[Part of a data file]
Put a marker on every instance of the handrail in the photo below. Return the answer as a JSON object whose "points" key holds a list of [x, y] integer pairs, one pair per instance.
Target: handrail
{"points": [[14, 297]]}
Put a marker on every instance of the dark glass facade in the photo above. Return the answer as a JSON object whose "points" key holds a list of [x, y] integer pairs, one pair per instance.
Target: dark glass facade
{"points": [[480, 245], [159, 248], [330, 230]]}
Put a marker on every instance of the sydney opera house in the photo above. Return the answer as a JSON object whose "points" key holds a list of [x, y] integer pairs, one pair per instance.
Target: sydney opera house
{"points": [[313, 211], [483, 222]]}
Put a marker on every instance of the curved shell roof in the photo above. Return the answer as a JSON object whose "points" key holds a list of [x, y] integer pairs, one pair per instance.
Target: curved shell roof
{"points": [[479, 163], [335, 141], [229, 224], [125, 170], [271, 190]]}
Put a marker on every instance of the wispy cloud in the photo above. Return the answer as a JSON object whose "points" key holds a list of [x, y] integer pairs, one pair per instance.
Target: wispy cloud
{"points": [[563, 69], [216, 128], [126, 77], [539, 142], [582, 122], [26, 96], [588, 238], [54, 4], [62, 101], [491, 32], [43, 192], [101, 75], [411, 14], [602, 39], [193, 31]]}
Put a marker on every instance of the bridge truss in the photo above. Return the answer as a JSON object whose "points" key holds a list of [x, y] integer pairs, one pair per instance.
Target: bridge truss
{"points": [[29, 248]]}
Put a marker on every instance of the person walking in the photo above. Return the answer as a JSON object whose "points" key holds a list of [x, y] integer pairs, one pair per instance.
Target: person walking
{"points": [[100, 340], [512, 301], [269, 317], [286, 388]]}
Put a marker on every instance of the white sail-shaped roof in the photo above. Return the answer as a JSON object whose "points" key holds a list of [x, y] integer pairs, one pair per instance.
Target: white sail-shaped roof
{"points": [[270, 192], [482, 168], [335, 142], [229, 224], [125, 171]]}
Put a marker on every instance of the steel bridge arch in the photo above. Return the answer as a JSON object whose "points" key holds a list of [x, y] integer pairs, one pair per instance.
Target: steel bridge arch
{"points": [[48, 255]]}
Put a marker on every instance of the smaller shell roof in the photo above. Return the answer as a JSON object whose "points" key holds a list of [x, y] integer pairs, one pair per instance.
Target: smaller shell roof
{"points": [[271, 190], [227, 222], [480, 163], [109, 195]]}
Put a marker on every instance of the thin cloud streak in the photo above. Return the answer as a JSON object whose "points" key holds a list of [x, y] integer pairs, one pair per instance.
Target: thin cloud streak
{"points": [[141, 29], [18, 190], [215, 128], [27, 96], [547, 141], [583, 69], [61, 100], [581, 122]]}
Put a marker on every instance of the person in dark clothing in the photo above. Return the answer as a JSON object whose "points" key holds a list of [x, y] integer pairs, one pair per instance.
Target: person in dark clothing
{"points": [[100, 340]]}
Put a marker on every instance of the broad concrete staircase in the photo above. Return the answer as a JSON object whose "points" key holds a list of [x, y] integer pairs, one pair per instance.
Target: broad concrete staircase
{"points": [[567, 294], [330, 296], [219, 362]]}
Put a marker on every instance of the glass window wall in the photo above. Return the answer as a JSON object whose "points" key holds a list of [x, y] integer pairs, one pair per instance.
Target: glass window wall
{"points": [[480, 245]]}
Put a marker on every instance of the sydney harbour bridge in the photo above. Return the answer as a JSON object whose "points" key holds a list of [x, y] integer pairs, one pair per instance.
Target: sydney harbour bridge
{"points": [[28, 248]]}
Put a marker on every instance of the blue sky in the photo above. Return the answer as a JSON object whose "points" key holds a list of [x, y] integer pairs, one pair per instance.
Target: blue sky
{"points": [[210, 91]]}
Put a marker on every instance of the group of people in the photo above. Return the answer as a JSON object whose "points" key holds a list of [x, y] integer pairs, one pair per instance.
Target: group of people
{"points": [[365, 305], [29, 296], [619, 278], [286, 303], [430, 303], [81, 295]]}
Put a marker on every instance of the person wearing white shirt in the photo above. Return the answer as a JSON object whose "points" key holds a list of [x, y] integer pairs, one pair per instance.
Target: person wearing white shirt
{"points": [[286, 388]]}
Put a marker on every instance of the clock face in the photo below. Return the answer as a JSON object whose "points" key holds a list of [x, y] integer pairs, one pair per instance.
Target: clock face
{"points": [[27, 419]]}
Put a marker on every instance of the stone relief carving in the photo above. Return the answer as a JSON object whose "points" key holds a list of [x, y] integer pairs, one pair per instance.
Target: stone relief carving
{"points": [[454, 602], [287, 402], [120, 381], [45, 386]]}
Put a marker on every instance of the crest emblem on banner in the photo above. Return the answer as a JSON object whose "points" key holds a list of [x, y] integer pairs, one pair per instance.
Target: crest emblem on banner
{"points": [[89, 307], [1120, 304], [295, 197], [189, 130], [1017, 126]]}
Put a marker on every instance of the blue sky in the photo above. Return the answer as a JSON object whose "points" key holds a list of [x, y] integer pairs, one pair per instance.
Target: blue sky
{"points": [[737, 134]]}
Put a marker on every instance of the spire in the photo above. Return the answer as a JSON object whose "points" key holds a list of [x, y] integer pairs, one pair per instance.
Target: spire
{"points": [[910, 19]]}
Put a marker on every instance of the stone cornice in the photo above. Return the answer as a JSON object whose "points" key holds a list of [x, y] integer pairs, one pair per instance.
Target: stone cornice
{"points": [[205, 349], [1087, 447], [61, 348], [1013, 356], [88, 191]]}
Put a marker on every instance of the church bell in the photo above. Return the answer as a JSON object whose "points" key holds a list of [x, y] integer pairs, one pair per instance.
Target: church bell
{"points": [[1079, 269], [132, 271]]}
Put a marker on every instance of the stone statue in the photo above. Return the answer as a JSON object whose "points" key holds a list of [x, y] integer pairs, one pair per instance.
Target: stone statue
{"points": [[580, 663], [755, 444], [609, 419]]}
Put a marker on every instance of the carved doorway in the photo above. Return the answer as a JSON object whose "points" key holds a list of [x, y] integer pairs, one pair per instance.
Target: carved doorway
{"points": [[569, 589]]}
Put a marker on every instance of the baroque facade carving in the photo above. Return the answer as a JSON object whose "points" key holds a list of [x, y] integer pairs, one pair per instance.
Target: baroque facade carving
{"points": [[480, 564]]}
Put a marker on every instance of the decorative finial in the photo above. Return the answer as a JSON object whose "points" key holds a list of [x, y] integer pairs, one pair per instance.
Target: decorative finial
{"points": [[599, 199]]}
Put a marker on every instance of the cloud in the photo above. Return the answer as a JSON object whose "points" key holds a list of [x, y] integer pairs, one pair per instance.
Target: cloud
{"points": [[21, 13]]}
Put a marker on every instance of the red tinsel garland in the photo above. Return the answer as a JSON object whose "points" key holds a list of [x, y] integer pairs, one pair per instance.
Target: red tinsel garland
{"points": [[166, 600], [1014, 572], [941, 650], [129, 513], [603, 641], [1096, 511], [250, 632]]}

- Task requirements -
Repeat the data precisely, reproducing every entry.

- Output for this exercise -
Put a marker on every instance of the handrail in the photo below. Return the answer as a JSON object whose "points" key holds a list of [x, y] integer pairs, one pair per instance.
Target: handrail
{"points": [[14, 297]]}
Put a marker on every instance of the dark glass facade in the photo above. Return the answer as a JSON object whose "points" key holds a list of [x, y] integer pairs, one pair per instance.
Target: dark glass facade
{"points": [[480, 245], [159, 248], [330, 230]]}
Put a marker on every instance of the sydney opera house in the photo above. Return the answer as a JSON object whose "points" key holds a list of [x, y] integer pairs, one pair per instance.
Target: sydney opera house
{"points": [[313, 211], [483, 222]]}
Put a marker on every instance of the curved shell roof in the photo above. Return the answer as a JSON object whose "points" key holds a list of [x, y] integer pairs, one pair per instance.
Target: curved shell roof
{"points": [[479, 163], [335, 141], [229, 224], [125, 170], [271, 190]]}
Put a marker on every instance of the wispy cloud in the photo above. Return the answer as a JSON object whose "points" key holds a list of [x, y] integer pairs, one pair per instance.
Target: wispy cloud
{"points": [[563, 69], [216, 128], [126, 77], [539, 142], [582, 122], [26, 96], [588, 238], [54, 4], [62, 101], [491, 32], [43, 192], [101, 75], [411, 14], [602, 39], [193, 31]]}
Put a marker on every instance of the bridge truss in the photo above. Return the answer as a JSON object whose "points" key holds a list of [x, y] integer pairs, one pair per instance.
Target: bridge truss
{"points": [[29, 248]]}
Put a marker on every instance of the person walking in the photo above. Return the answer as a JSON object whose "points" key holds a list of [x, y] integer pairs, one pair per instance.
Target: person walking
{"points": [[100, 340], [512, 301], [269, 317], [286, 388]]}
Put a marker on every instance of the white sail-shaped roof in the photo above. Return the answer as a JSON object whose "points" key holds a list of [x, y] integer pairs, one pair per instance.
Target: white sail-shaped roof
{"points": [[270, 192], [482, 168], [335, 142], [229, 224], [125, 171]]}
Put a marker on every instance of the steel bridge arch in the photo above. Return the answer as a JSON object whose "points" key holds a list of [x, y] integer pairs, one pair per instance.
Target: steel bridge arch
{"points": [[48, 255]]}
Put a marker on every instance of the smaller shell roof in the photo above. Return the answer as a JSON object whose "points" key holds a list of [x, y] integer pairs, one pair per instance.
Target: smaller shell roof
{"points": [[271, 190], [227, 222], [480, 163], [109, 195]]}
Put a marker on every instance of the thin cloud streak in the photo above. Return the answer as a JSON object whose "points" key holds a list of [x, y] integer pairs, one pair per instance.
Target: thin cloud streak
{"points": [[141, 29], [18, 190], [215, 128], [27, 96], [547, 141], [583, 69], [61, 100], [581, 122]]}
Put a marker on every instance of the person in dark clothing in the photo above. Return the answer as a JSON object whose "points" key holds a list of [x, y] integer pairs, one pair per instance.
Target: person in dark clothing
{"points": [[100, 340]]}
Put a marker on every instance of the broad concrete staircase in the photo above. Return the answer as a JSON object whose "points" key holds a list of [x, y] integer pairs, one pair per instance.
Target: broad concrete staircase
{"points": [[567, 294], [330, 296], [219, 362]]}
Put a marker on every instance of the glass window wall in the photo above. Return the answer as a JSON object whose "points" key holds a list of [x, y] integer pairs, one pair per instance.
Target: glass window wall
{"points": [[480, 245]]}
Put a marker on every instance of the sydney harbour bridge in the photo above. Return the answer as a JSON object whose "points" key holds a list of [x, y] integer pairs, one pair per instance.
Target: sydney harbour bridge
{"points": [[28, 248]]}
Put a marker on every instance of the blue sky in the photo above. Return the answer as a JSON object whose "points" key holds a list of [x, y] integer pairs, one pair per instance.
Target: blue sky
{"points": [[210, 91]]}
Put a marker on every instance of the group of people in the photo above. Return the answer as a JSON object whose "points" key holds a list of [x, y] integer pairs, one pair per instance.
Target: group of people
{"points": [[365, 305], [29, 296], [619, 278], [286, 303], [430, 303], [81, 295]]}
Put a marker on every instance of the person wearing white shirt in the photo above. Return the answer as a JSON object whose "points" key holds a list of [x, y] integer pairs, one pair per instance.
Target: person wearing white shirt
{"points": [[286, 388]]}
Put a marker on every instance of the clock face in the photo below. Return the answer as a JSON object whose "points" key holds a list of [x, y] integer pairs, one pair per instance.
Target: clock face
{"points": [[27, 419]]}
Put a marker on every instance of the stone relief carving in the photo above. Return the answer as a JSON object whose "points" key holds a list of [x, y] integer pairs, one pair per instance.
Target: stone relief carving
{"points": [[454, 602], [287, 402], [120, 381], [45, 386]]}
Put a marker on every instance of the crest emblem on banner in the photo above. Return the answer as a JSON object whose "points" key holds a list of [x, y] integer pairs, one pair per instance.
Target: crest emblem on banner
{"points": [[89, 307], [1120, 304], [295, 197], [189, 130], [1017, 126]]}
Put a marker on every instance of the blue sky in the photo above. Return the answer as a JSON object whose "points" key holds a list of [x, y] integer pairs, one pair per instance.
Target: blue sky
{"points": [[737, 134]]}
Put a marker on every instance of the spire in the photo above. Return the answer as a JSON object whose "points" key holds a list of [x, y] integer pairs, one pair per instance.
Target: spire
{"points": [[910, 19]]}
Put a marker on every instance of the stone cornice in the photo above. Return the answer as a JSON object whose "points" key holds a list of [x, y] integer pairs, one pair per instance.
Target: stone cornice
{"points": [[205, 349], [1087, 447], [61, 348], [1013, 356], [88, 191]]}
Put a marker on every instance of the church bell in the photo above. Return the answer as a JSON object whose "points" key holds a list of [x, y] integer pairs, one pair per instance.
Target: church bell
{"points": [[1079, 269], [132, 271]]}
Put a marker on every instance of the stone statue in the photo above. Return the answer as a JSON object whose "points" key holds a list of [x, y] integer pairs, one pair per instance.
Target: stone statue
{"points": [[580, 663], [755, 444], [609, 419]]}
Put a marker on every instance of the carved doorway in the photo above. Return the answer as a JSON object whose "points" key holds a list of [x, y] integer pairs, one pair per instance.
Target: carved doorway
{"points": [[569, 589]]}
Put a marker on every instance of the baroque facade carving in the photo above. Return the answer as a JSON object whose "points" key holds a list of [x, y] integer pairs, one pair per instance.
Target: baroque facade carving
{"points": [[480, 564]]}
Put a marker on every instance of the decorative finial in the photo above. Return the answer as a JSON object whose "points" key holds a list of [x, y] integer pairs, one pair per instance.
Target: decorative finial
{"points": [[599, 199]]}
Put a marker on every instance of the cloud in the photo above. Return the answer as a JSON object whose "points" key holds a list of [x, y] integer pairs, one pair per instance.
Target: cloud
{"points": [[21, 13]]}
Put a marker on every instance of the red tinsel garland in the photo above. Return the answer as a JSON object whose "points" key holds a list of [x, y] integer pairs, one pair per instance.
Target: red tinsel garland
{"points": [[166, 600], [1014, 572], [941, 650], [129, 513], [603, 641], [1096, 511], [250, 632]]}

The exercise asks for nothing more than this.